Risiko ini dapat dikurangi melalui perlindungan proaktif dan manajemen adaptif. Dalam pemetaan ini, 23 persen karbon yang tidak dapat dipulihkan berada dalam kawasan lindung dan 33,6 persen dikelola masyarakat adat serta komunitas lokal.
Indonesia bisa mengehemat miliaran dollar AS jika bisa menjaga dan memulihkan lahan gambutnya. Selain itu, upaya ini dapat mengurangi emisi gas rumah kaca dan mencegah 12.000 kematian dini.
Hasil kajian para peneliti dari University of Leeds ini diterbitkan dalam jurnal Nature Communications pada Kamis (2/12/2021). Hasil riset ini diperoleh dengan menganalisis data emisi kebakaran dan tutupan lahan berbasis model satelit.

DATA YANG DIBERIKAN →
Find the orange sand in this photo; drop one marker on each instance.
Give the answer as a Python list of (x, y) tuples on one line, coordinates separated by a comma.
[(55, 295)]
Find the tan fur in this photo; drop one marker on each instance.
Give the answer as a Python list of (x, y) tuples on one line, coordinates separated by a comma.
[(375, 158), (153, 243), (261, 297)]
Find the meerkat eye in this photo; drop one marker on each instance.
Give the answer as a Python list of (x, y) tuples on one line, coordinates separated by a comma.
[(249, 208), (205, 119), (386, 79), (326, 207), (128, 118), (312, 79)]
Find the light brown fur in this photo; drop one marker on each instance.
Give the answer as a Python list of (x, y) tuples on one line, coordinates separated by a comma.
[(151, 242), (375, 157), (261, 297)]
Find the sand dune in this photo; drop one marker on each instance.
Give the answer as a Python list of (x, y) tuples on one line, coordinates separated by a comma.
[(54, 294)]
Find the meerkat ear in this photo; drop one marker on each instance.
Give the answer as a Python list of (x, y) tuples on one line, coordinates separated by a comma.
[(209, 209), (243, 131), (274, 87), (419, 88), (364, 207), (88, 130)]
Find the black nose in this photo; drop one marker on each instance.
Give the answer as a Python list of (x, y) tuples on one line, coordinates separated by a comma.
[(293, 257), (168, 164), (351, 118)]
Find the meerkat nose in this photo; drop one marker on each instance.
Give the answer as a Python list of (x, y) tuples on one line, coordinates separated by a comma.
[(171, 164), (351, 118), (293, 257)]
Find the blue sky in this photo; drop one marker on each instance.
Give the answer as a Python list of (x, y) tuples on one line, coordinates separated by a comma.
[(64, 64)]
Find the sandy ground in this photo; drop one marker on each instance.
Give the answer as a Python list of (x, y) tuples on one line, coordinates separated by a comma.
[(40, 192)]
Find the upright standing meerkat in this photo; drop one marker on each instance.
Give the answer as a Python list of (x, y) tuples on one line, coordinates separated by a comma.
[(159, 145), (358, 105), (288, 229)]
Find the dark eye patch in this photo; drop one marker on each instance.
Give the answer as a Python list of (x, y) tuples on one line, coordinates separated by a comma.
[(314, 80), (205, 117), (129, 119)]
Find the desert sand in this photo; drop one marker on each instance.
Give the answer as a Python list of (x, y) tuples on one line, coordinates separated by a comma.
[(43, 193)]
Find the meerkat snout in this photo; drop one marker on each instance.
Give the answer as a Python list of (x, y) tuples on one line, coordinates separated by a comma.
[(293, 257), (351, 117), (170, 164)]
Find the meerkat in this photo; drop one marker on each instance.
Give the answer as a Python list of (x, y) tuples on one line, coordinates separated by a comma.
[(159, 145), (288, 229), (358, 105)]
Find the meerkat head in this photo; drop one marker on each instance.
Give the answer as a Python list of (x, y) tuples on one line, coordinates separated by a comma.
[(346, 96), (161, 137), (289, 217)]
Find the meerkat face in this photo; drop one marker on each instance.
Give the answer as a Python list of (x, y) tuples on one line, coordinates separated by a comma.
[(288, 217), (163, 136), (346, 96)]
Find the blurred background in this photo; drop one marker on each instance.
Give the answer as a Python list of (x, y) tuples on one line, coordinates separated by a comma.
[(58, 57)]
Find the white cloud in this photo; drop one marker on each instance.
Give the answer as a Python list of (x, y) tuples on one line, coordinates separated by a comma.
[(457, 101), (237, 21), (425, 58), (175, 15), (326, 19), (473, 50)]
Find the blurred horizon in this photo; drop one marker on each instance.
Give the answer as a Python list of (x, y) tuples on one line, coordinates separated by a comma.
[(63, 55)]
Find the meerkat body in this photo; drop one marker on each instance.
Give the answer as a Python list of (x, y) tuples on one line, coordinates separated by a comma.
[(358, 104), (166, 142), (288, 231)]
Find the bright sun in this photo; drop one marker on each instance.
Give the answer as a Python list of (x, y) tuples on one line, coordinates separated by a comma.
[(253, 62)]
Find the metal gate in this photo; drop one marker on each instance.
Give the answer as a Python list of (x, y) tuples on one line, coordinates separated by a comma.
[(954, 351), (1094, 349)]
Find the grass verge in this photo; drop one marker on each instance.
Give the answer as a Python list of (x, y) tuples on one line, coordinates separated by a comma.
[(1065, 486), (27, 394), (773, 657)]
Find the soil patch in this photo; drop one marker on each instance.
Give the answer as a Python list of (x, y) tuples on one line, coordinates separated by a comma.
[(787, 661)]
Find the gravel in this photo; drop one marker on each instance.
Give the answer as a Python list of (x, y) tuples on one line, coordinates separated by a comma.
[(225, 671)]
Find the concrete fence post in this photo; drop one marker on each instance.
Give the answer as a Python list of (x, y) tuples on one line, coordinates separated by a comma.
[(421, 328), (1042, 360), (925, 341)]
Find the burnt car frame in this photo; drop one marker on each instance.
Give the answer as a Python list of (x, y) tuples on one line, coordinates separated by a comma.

LATIHAN SINGKAT 1 → Salin kata demi kata seluruh bagian teks sumber mulai dari "Risiko ini dapat" sampai dengan "12.000 kematian dini.".
LATIHAN SINGKAT 2 →
Jawablah pertanyaan berikut berdasarkan teks sumber.
(a) Berapa persen karbon yang tidak dapat dipulihkan berada dalam kawasan lindung?
(b) Berapa kematian dini yang dapat dicegah melalui upaya menjaga dan memulihkan lahan gambut?
(c) Dalam jurnal apa hasil kajian para peneliti diterbitkan?
LATIHAN SINGKAT 3 → Tulis ulang paragraf dalam teks sumber yang diawali "Hasil kajian para peneliti" dalam bentuk daftar dan pertahankan fakta pokoknya.
Entri di atas tidak dipakai sama sekali dalam latihan ini.

PEMBAHASAN JAWABAN 1 →
Risiko ini dapat dikurangi melalui perlindungan proaktif dan manajemen adaptif. Dalam pemetaan ini, 23 persen karbon yang tidak dapat dipulihkan berada dalam kawasan lindung dan 33,6 persen dikelola masyarakat adat serta komunitas lokal.
Indonesia bisa mengehemat miliaran dollar AS jika bisa menjaga dan memulihkan lahan gambutnya. Selain itu, upaya ini dapat mengurangi emisi gas rumah kaca dan mencegah 12.000 kematian dini.

PEMBAHASAN JAWABAN 2 →
(a) Sebanyak 23 persen.
(b) Sebanyak 12.000 kematian dini.
(c) Jurnal Nature Communications.

PEMBAHASAN JAWABAN 3 →
- Kajian dilakukan oleh para peneliti dari University of Leeds.
- Hasilnya diterbitkan dalam jurnal Nature Communications pada Kamis (2/12/2021).
- Hasil riset diperoleh dengan menganalisis data emisi kebakaran dan tutupan lahan berbasis model satelit.